Saved entries:
========================================
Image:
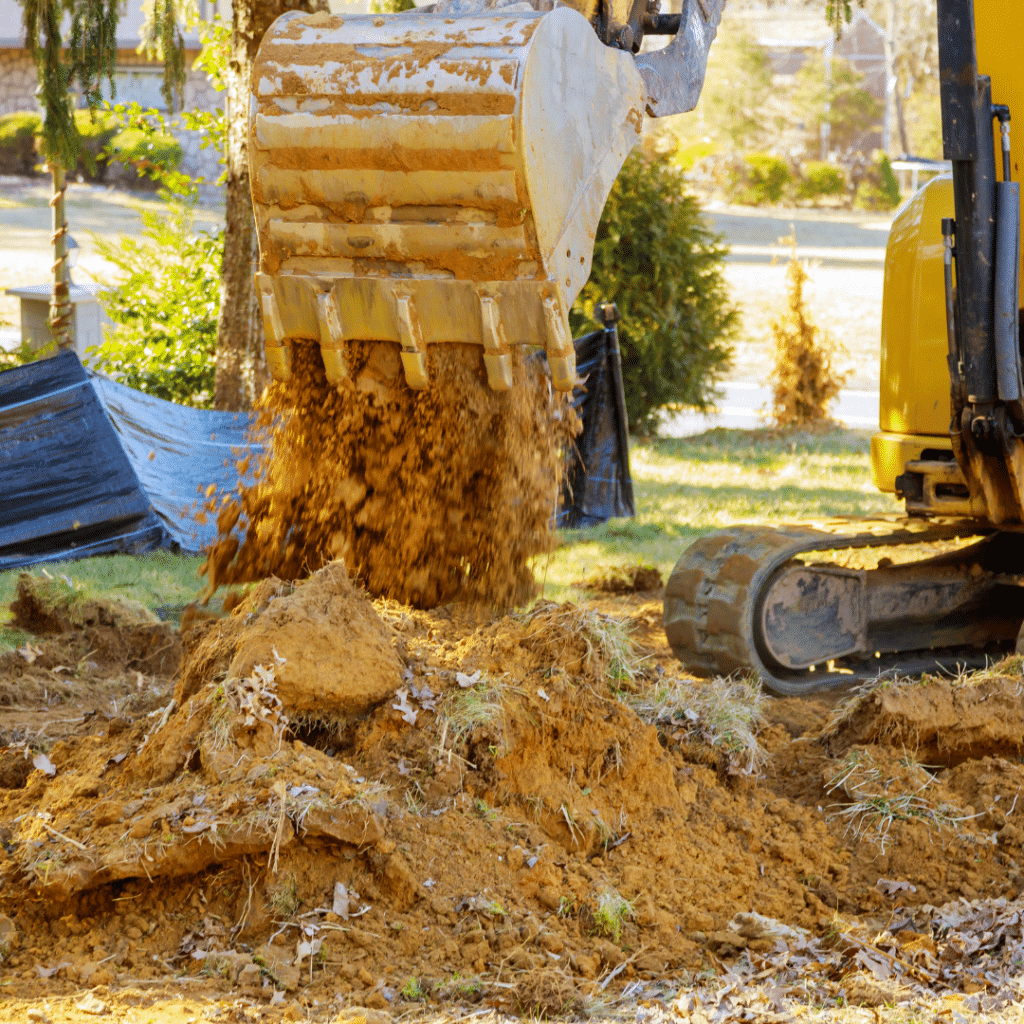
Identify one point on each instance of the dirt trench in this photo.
(359, 803)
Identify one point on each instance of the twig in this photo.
(67, 839)
(619, 970)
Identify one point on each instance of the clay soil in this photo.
(323, 805)
(428, 497)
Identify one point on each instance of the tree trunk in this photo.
(241, 366)
(60, 310)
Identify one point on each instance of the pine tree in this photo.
(81, 64)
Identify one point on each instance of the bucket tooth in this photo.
(561, 354)
(412, 344)
(332, 338)
(276, 347)
(496, 357)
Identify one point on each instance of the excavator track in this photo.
(717, 623)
========================================
**WORK INSTRUCTIONS**
Retype all of the data above word for word, excluding the pictures.

**WRITTEN REPLY**
Image:
Identify one point on each instance of the dirt trench in this photo.
(359, 803)
Identify one point on each instance of the twig in this photo.
(67, 839)
(619, 970)
Identify one point on each instance of the clay soil in this photo.
(323, 805)
(428, 497)
Identify one point on each instance of the tree trunk in this photo.
(241, 366)
(60, 310)
Identify one point on each instance of the pine tree in this photo.
(81, 64)
Identify one point on each instance of the bucket tooth in this photo.
(561, 354)
(412, 344)
(332, 338)
(276, 347)
(496, 357)
Identify one point on each instance of the excavator track in this photo.
(717, 623)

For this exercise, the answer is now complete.